• WHAT THE TASK REQUIRES: Which lines below contain the word "attribute"? Copy each one.
= = = = = = =
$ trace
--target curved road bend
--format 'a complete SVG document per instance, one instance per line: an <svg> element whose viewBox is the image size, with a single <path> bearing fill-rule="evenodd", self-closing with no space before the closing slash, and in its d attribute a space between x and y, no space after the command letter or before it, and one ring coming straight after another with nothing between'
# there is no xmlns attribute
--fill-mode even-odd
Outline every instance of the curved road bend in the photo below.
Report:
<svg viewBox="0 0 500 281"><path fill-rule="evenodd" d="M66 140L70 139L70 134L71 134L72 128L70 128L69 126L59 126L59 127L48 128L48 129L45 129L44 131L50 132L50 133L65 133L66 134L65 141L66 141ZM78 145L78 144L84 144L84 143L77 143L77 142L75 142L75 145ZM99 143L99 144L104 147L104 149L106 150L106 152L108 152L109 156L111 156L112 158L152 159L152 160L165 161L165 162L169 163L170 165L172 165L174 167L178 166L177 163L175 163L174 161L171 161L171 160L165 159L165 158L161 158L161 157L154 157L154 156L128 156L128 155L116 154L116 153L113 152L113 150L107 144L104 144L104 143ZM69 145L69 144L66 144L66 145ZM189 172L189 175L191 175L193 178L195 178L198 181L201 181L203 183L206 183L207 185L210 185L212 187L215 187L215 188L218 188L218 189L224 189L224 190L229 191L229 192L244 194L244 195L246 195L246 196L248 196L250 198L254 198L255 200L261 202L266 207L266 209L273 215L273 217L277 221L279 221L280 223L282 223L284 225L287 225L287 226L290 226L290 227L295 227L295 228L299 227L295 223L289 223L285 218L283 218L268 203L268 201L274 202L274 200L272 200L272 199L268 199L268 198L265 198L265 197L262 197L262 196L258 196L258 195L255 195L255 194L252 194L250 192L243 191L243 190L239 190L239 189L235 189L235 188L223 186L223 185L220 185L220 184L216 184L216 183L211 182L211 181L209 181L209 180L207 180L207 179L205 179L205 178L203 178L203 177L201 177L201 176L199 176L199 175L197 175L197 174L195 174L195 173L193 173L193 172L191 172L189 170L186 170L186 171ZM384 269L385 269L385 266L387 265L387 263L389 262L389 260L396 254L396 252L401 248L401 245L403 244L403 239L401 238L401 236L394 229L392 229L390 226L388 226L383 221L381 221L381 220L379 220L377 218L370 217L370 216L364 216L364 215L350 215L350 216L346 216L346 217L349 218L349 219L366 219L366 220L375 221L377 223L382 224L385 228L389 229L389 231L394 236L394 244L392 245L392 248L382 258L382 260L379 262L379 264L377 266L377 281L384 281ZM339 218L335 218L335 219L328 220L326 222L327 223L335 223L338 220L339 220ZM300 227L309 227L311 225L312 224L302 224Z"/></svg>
= = = = = = =
• YOUR SOLUTION:
--format 'a complete SVG document per instance, one instance per line: an <svg> element whose viewBox is the image size, with a single <path> bearing fill-rule="evenodd", self-closing with no space before the closing slash, and in its d attribute a space between x and y, no space after the command letter or before it, and one ring coming straight after another with nothing between'
# there is no xmlns attribute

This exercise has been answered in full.